The problem | Continue the blog text below about running and Zumba classes, starting right after its last line.

Text excerpt |
Monday, June 30, 2014

A Functional Adult Goes Running: A Second Time?

Amount of time spent generating really kickass playlist to inspire exercise times and uploading said playlist onto severely antiquated iPod shuffle:  28 minutes

Amount of time spend running / walking:  22 minutes, or, in other measurements, eternity.

After the 22 minutes I absolutely had to stop because I had to get inside and make Husband some chicken for dinner.  And by "to get inside and make Husband some chicken for dinner," I mean "a simultaneous side cramp and asthma attack, as well as ear coldness event, which meant I would have collapsed if I tried to go farther."

In unrelated news, my neighbors, who I do not know very well, have been looking at me funny this week.

Tuesday, June 17, 2014

A Functional Adult Goes to Zumba Again

I went with Kas to Zumba again.  I'm no longer speaking to her.  Even if I wanted to, I couldn't - the most I could do would be to wheeze at her.  I tried to ask Siri to call someone for me because I was too tired to use my arms and she couldn't understand me and started condescendingly giving me her stupid tutorial about things she could do, none of which were apparently to UNDERSTAND ME when I need to CALL HUSBAND because of my IMMINENT DEATH BY LATIN MUSIC EXERCISE.

Tuesday, June 10, 2014

A Functional Adult Goes to Zumba

My friend Kas finally convinced me that my excuses for avoiding the gym were no longer valid:

1.  "Gym allergy" does not come up as a real thing on Wikipedia
2.  I couldn't complain about a lack of proper outfit for the gym since my mom bought me a cute new workout shirt for my birthday
3.  Kas could personally attest that the gym had not, in fact, "probably burned down" in the last few months

Not only were we going to the gym, we were going to an organized class, which would involve other people against which I would necessarily have to compare my wheezing self.  And we were going... to...

ZUMBA.

I had never been to zumba before.  Zumba combines two things I am not great at: Latin movement and aerobic exercise.  I've danced before, but it was more of the waltz-Broadway-ballet variety, which is to say that when I try, for example, salsa, the chilly stiffness of my Norwegian ancestors seems to triumph over any instruction.  I mostly prefer to dance at weddings, where most possible spectators are kind of drunk and thus unduly impressed by any move I execute.

Kas, on the other hand, speaks Spanish fluently and can shake it like the San Andreas Fault.  I was intimidated.

But there is one thing I like: anything that can distract me from the fact that I'm exercising.  So I gamely accompanied Kas to zumba.

The first song wasn't so bad!  We stepped forward and back and side to side and I could follow the instructor's moves reasonably well.  It was a little distressing to see quite so many women over 60 who were there and in FAR better shape than I am, but I'm kind of used to that.  (I'm in terrible shape and our gym is full of old people.)

It turned out that was the warmup.

Halfway through the second song, I was DYING.  The song was a fast-paced Latin hip hop song.  THe moves made me feel like a time traveler from the 1890s with lungs full of consumption and an inability to coordinate the movements of my hands with my legs.  

Me, to Kas, while wheezing: "This is the most aerobic exercise I have done in literally a year."

Data provided |
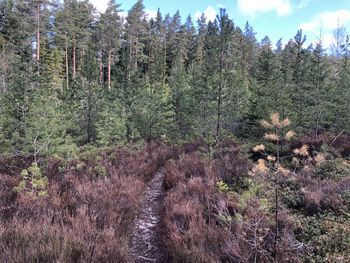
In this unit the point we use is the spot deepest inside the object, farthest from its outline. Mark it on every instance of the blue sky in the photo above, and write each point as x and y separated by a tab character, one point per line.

The answer |
As the pace of the music continued unabated, my coorination decreased.  I tripped over my own foot at one point, almost rolling my ankle, to the alarm of the young woman dancercizing next to me.  But I made it through without dying, despite the fact that my movements looked positively lethargic.  And despite the fact that I was unable to catch enough breath to join in the enthusiastic whooping of the rest of the class.  And despite the fact that I was forced to realize that a bunch of late-middle-aged women were destroying me at zumba.

In fact, when I got home, I felt really good - it was almost like Elle Woods was on to something when she said exercise gives you endorphins, and endorphins make you happy.

I felt good until this morning, when what I felt instead was literally every muscle in my body objecting.  My calves were protesting that I had both used them yesterday and was now forcing them to walk in high heels.   My back was loudly commenting that it doesn't usually do things other than hunching over a keyboard.  My abs were just seething hotly.  And I spent the entire day starving to death, like I hadn't eaten in a year.

I'm going back next week.

Wednesday, September 12, 2012

A Functional Adult at Leisure

I'm between jobs at the moment - by choice; I wasn't fired or anything dramatic like that.  I was instructed by wise peers that true vacations - where you don't have to lie on the beach while keeping on eye on the ol' Blackberry-and-chain - are hard to come by.  So since I'm switching jobs, I thought I'd take a little time off in between.

Folks warned me I would get bored.  To which I respond and submit:  AS IF.  Boredom is for people who do not have games downloaded to their iPhone.  Not working is pretty fantastic, as it turns out.  Not only have I become the most feared pirate on the Spanish main, I am getting all kinds of projects done.  I have gone to the gym - me!  I know!  And I took my shoes to the shoe repair man at long last and made an art project and did the laundry and went to Home Depot regarding to-be-revealed activities.  I returned something at the mall.  I cooked many dinners.  I drove my shopping cart around the Safeway like a boss.  And I made this icebox cake, from this recipe:


At least the plate is pretty.

... though it turned out too spicy even though I cut the cayenne and chili powder in half.  Oh well.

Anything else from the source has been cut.